Task —
Among the entries below, find every line that contains the string "pointer", then copy it.

»»

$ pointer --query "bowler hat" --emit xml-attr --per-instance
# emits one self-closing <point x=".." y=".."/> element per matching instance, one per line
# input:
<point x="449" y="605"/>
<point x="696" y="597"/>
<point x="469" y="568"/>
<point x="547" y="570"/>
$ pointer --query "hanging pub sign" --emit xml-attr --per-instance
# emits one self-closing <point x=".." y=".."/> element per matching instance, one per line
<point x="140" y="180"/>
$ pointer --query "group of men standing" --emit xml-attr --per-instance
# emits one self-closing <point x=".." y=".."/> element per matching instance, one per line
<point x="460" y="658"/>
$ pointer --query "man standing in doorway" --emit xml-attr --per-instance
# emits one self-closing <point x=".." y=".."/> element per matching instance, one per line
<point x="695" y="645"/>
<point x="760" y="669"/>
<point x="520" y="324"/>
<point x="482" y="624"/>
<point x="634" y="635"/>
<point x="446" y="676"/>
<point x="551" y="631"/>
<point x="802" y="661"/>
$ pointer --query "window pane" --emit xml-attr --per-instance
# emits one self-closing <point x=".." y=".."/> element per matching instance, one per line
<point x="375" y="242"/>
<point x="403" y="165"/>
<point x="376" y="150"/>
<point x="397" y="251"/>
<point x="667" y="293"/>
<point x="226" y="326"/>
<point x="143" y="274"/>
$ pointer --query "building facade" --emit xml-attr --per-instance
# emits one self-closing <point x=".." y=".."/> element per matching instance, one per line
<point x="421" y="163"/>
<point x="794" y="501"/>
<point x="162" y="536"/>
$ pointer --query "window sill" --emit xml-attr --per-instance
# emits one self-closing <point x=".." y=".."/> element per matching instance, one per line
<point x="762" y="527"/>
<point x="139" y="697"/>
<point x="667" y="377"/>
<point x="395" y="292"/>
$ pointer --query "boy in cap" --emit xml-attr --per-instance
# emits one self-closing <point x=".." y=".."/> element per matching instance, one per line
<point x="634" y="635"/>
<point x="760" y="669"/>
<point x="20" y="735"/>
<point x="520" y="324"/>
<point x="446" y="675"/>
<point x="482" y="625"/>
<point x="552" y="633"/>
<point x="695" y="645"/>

««

Solution for this task —
$ pointer --query "bowler hat" --emit xml-attr --per-instance
$ pointer --query "hanging pub sign" --emit xml-attr --per-instance
$ pointer --query "group of men standing" --emit xml-attr --per-instance
$ pointer --query "man standing in doorway" --emit xml-attr --per-instance
$ pointer --query "window pane" --emit xml-attr --per-instance
$ pointer --query "building facade" --emit xml-attr --per-instance
$ pointer --query "window sill" --emit xml-attr --per-instance
$ pointer --query "boy in cap" --emit xml-attr --per-instance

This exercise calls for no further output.